→ Problem statement
Output every entry exactly as given.

→ Data listing

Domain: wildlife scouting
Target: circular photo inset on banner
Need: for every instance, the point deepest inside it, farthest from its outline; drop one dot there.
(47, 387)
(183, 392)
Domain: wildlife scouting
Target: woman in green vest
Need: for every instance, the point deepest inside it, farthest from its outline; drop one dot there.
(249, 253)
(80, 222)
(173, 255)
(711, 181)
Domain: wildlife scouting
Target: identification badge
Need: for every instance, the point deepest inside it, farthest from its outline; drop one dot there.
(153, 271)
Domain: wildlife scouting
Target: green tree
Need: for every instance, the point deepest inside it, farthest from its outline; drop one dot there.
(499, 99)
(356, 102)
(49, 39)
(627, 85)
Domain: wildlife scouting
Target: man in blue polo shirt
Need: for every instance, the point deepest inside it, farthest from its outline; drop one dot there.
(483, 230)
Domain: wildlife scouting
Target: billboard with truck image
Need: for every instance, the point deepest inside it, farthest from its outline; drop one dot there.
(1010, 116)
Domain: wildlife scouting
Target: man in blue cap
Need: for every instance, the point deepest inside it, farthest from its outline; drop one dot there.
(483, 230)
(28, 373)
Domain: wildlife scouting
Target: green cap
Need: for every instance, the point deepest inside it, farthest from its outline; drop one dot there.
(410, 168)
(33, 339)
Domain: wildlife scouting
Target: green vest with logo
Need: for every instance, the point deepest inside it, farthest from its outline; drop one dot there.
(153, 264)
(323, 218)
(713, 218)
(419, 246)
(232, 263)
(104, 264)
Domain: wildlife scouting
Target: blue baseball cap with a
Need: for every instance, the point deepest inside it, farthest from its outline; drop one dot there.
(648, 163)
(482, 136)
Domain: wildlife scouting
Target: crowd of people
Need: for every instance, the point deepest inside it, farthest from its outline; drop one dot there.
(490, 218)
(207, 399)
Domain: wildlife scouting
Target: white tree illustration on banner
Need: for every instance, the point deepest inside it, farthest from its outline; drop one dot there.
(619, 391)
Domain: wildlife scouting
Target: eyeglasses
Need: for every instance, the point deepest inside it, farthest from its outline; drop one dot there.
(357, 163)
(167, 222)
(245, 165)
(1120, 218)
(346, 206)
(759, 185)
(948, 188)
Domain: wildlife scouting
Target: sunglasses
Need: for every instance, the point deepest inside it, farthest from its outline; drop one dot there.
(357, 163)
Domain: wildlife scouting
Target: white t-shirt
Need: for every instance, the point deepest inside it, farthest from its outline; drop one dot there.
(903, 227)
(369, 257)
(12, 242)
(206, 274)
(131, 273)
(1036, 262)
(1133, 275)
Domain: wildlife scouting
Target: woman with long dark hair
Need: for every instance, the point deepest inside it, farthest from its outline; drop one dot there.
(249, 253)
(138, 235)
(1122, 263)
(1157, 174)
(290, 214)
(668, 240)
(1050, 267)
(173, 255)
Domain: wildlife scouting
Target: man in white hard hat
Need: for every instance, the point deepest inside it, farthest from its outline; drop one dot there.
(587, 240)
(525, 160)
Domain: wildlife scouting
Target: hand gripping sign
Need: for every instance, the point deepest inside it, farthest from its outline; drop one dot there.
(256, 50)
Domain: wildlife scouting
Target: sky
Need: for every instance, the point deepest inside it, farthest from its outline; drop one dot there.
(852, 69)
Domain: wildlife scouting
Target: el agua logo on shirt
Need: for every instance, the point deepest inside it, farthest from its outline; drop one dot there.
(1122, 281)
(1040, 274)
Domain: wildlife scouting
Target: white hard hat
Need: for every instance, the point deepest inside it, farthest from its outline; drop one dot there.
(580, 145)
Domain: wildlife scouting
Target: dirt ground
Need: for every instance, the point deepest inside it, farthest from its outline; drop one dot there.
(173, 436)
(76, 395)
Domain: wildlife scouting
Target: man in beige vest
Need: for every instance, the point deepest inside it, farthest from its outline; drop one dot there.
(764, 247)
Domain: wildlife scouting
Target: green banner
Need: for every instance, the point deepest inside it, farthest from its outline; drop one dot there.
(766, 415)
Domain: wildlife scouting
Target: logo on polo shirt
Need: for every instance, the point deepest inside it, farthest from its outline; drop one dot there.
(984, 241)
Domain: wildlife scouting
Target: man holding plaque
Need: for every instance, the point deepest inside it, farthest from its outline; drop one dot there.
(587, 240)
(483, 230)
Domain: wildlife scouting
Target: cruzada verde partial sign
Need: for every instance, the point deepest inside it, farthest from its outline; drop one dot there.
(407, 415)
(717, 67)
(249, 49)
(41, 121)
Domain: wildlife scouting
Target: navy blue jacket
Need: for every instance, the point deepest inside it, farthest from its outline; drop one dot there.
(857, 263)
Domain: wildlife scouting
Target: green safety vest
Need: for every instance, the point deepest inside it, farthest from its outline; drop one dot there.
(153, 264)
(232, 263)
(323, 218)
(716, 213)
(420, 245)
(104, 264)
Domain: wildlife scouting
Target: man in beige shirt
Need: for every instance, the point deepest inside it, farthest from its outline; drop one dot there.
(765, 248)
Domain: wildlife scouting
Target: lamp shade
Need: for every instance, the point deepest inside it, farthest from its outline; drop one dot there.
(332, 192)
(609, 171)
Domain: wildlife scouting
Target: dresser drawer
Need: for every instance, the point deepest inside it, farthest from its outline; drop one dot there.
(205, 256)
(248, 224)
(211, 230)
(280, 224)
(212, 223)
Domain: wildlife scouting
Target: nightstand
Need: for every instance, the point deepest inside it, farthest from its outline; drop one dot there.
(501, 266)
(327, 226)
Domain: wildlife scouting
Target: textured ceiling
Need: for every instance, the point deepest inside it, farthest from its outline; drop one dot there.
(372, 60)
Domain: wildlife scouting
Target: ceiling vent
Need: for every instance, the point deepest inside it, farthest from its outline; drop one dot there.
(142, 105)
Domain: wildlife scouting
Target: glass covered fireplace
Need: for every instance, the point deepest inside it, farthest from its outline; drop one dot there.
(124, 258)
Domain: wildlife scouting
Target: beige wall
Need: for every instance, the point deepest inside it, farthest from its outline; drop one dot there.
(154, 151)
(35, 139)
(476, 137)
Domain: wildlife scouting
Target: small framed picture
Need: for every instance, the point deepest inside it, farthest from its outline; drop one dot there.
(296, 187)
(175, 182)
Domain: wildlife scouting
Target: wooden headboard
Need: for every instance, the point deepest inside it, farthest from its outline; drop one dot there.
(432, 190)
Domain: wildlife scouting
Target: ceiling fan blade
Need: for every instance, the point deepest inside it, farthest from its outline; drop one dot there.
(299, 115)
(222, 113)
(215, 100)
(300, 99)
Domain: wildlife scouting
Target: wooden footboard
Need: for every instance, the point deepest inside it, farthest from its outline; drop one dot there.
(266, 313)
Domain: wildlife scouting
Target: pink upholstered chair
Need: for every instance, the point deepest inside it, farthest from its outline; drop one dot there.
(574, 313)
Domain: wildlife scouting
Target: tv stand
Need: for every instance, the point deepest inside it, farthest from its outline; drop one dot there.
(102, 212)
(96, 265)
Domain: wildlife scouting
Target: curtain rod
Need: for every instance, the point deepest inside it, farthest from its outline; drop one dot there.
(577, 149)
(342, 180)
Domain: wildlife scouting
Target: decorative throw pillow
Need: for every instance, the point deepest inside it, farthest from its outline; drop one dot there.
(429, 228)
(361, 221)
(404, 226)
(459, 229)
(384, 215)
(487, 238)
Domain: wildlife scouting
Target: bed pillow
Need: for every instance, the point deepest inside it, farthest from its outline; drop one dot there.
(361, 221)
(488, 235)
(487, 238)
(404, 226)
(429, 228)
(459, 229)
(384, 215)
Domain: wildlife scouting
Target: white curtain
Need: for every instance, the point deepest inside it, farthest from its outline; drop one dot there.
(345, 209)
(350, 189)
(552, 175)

→ Solved exercise
Domain: wildlife scouting
Target: circular photo inset on banner
Need: for every instance, the point deepest inside it, farthest from its outline; drop one dot there.
(47, 387)
(183, 392)
Domain: wildlife scouting
Target: woman in green vest
Need: for every instance, the point deepest inside it, farthest from its outline; drop one dot there.
(249, 253)
(80, 222)
(173, 255)
(711, 181)
Domain: wildlife scouting
Target: identification badge
Need: for every instance, the point deepest inside it, farthest from its outline; drop one dot there.
(153, 271)
Domain: wildlife scouting
Target: green tree
Need: for every instance, the point deepest inside it, farthest from its outline; drop one dot there.
(499, 99)
(356, 102)
(49, 39)
(627, 85)
Domain: wildlife scouting
Target: man in blue polo shirt
Need: for every instance, the point deepest inside it, farthest from its outline; drop one dot there.
(483, 230)
Domain: wildlife scouting
Target: billboard with truck image
Need: for every instance, the point deepest inside it, farthest from its outline; drop one dot there.
(1010, 116)
Domain: wildlife scouting
Target: man in blue cap
Need: for every instance, the point deepest inside it, farthest from its outline; drop one dot there.
(483, 230)
(28, 373)
Domain: wildlife scouting
Target: green cap
Need: for every instance, the point deepest inside it, farthest from its outline; drop one dot there.
(410, 168)
(33, 339)
Domain: wildlife scouting
Target: green vest with logo
Need: for every instance, the point deepest inside it, farthest from its outline; drop one dot there.
(153, 264)
(323, 218)
(713, 218)
(419, 246)
(232, 263)
(104, 264)
Domain: wildlife scouting
Target: blue baseball cap with a
Need: for every instance, the point deepest inside it, farthest from its outline; drop one dot there.
(648, 163)
(482, 136)
Domain: wildlife scouting
Target: crowd of people
Need: for every instance, the point deepest inside it, farthest from its outline; drop one dot there.
(490, 218)
(207, 399)
Domain: wildlife scouting
Target: white tree illustration on banner
Need: for every instance, the point deepest inside it, farthest from its outline; drop one dot there.
(619, 391)
Domain: wildlife scouting
Target: eyeglasses
Need: for every instance, the point deepest inside it, farthest from its outline; drop one dot there.
(357, 163)
(167, 222)
(245, 165)
(1120, 218)
(346, 206)
(759, 185)
(948, 188)
Domain: wildlife scouting
Target: sunglasses
Need: for every instance, the point deepest inside it, farthest from its outline; drop one dot there.
(357, 163)
Domain: wildlife scouting
Target: white t-shirt
Need: for every instance, the point deepest inside it, farthest from its outline; drop one dot there.
(903, 227)
(369, 257)
(12, 242)
(206, 274)
(131, 273)
(1036, 262)
(1133, 275)
Domain: wildlife scouting
Target: woman with long dark hair
Need: for every instance, the point deepest inside it, farthest from its outline; drop one dot there.
(249, 253)
(138, 235)
(1122, 263)
(1157, 174)
(290, 214)
(668, 240)
(1050, 267)
(173, 255)
Domain: wildlife scouting
Target: man in white hard hat
Need: for every instance, the point deepest inside it, farthest from its outline; drop one dot there.
(587, 240)
(525, 160)
Domain: wildlife scouting
Target: hand gripping sign
Need: for every instance, the point deepest inside it, farthest from its outline; drop one dot there.
(256, 50)
Domain: wildlife scouting
Target: sky
Need: for every instance, the point deepest inside it, farthest from its outline; drop one dot there.
(852, 69)
Domain: wildlife scouting
Target: el agua logo on shirt
Need: for every instance, the point deepest inside it, farthest from its outline; drop one dot there.
(1122, 281)
(1040, 274)
Domain: wildlife scouting
Target: white hard hat
Need: for every instance, the point deepest inside it, farthest from its outline; drop one dot there.
(580, 145)
Domain: wildlife scouting
Target: dirt ground
Need: for every instance, the point deepest inside it, farthest from its outline; drop one dot there.
(173, 436)
(76, 395)
Domain: wildlife scouting
Target: man in beige vest
Need: for every instance, the point deepest inside it, farthest from its outline; drop one dot there.
(764, 247)
Domain: wildlife scouting
Target: green banner
Need: for every instance, the point deepest inside it, farthest from its outline; drop one dot there.
(766, 415)
Domain: wildlife scouting
Target: logo on polo shirt
Need: for every instance, the point deepest inside it, farthest from its outline; drop one dot there.
(984, 241)
Domain: wildlife scouting
Target: man holding plaque
Need: for every instance, the point deepest inside it, farthest from its outline; drop one dot there.
(587, 240)
(483, 230)
Domain: wildlife scouting
Target: cruzada verde partial sign
Need: for every instance, the point deepest inside it, farthest from its outline; drop one dot there.
(407, 415)
(717, 67)
(249, 49)
(41, 121)
Domain: wildlife scouting
Target: navy blue jacket
Need: for every instance, the point deepest inside it, farthest from its outline; drop one dot there.
(857, 263)
Domain: wildlife scouting
Target: green safety vest
Need: for every instance, the point deepest inside it, farthest from its outline; drop one dot there.
(153, 264)
(232, 263)
(323, 218)
(716, 213)
(420, 245)
(104, 264)
Domain: wildlife scouting
Target: man in beige shirt
Need: for every instance, the point deepest inside it, farthest from its outline; drop one dot there.
(765, 248)
Domain: wildlife scouting
Target: lamp shade
Need: for every instance, the point deepest inside it, farthest from its outline; drop one dot there.
(332, 192)
(609, 171)
Domain: wildlife scouting
Target: dresser drawer
Need: for every instance, the point deepest inside it, farthest from its outline; drop one dot there.
(205, 256)
(248, 224)
(211, 230)
(280, 224)
(212, 223)
Domain: wildlife scouting
Target: nightstand
Need: for every instance, the point deepest inside it, farthest from its outline; drop one dot there.
(501, 266)
(327, 226)
Domain: wildlife scouting
Target: textured ceiling
Need: for every instance, the point deepest inside it, farthest from its outline; drop one dot there.
(372, 60)
Domain: wildlife scouting
Target: ceiling vent
Need: for every instance, the point deepest inside it, farthest from its outline; drop one dot there.
(142, 105)
Domain: wildlife scouting
Target: glass covered fireplace
Need: for every instance, the point deepest inside it, farthest from its outline; drop one dot there.
(124, 258)
Domain: wildlife scouting
Target: beige wall
Need: for every instance, the point deepest inside it, farthest from its outline; drop one dot there.
(154, 151)
(35, 139)
(476, 137)
Domain: wildlife scouting
Target: small framed picture
Need: for every instance, the point deepest inside it, farthest from its outline; drop one dot there.
(296, 187)
(175, 182)
Domain: wildlife scouting
Target: wooden headboard
Need: for every instance, the point deepest inside it, farthest from its outline; drop one dot there.
(432, 190)
Domain: wildlife scouting
Target: ceiling fan blade
Need: for every instance, the point deepest inside it, farthest from its outline; drop one dot there.
(299, 115)
(222, 113)
(215, 100)
(300, 99)
Domain: wildlife scouting
Target: wooden footboard
Need: for every instance, the point deepest inside it, farthest from its outline; drop one dot there.
(266, 313)
Domain: wildlife scouting
Target: pink upholstered chair
Need: for every instance, the point deepest inside it, farthest from its outline; drop one dot there.
(574, 313)
Domain: wildlife scouting
Target: tv stand
Need: for every instance, the point deepest inside it, farthest from its outline; drop one dot there.
(102, 212)
(96, 265)
Domain: wildlife scouting
Target: curtain rod
Need: for every instance, the point deepest inside it, farthest from its outline; drop one dot there.
(577, 149)
(342, 180)
Domain: wildlife scouting
Target: decorative throw pillow
Need: for every instance, the point deepest inside it, farthest from its outline; drop one dot there.
(429, 228)
(361, 221)
(404, 226)
(459, 229)
(384, 215)
(487, 238)
Domain: wildlife scouting
Target: bed pillow
Need: for every instance, the point deepest inside it, farthest from its outline; drop one dot there.
(361, 221)
(488, 235)
(487, 238)
(404, 226)
(429, 228)
(459, 229)
(384, 215)
Domain: wildlife scouting
Target: white curtain
Need: for every instance, the point deepest inside it, farthest from its outline; drop one dot there.
(345, 209)
(350, 189)
(552, 175)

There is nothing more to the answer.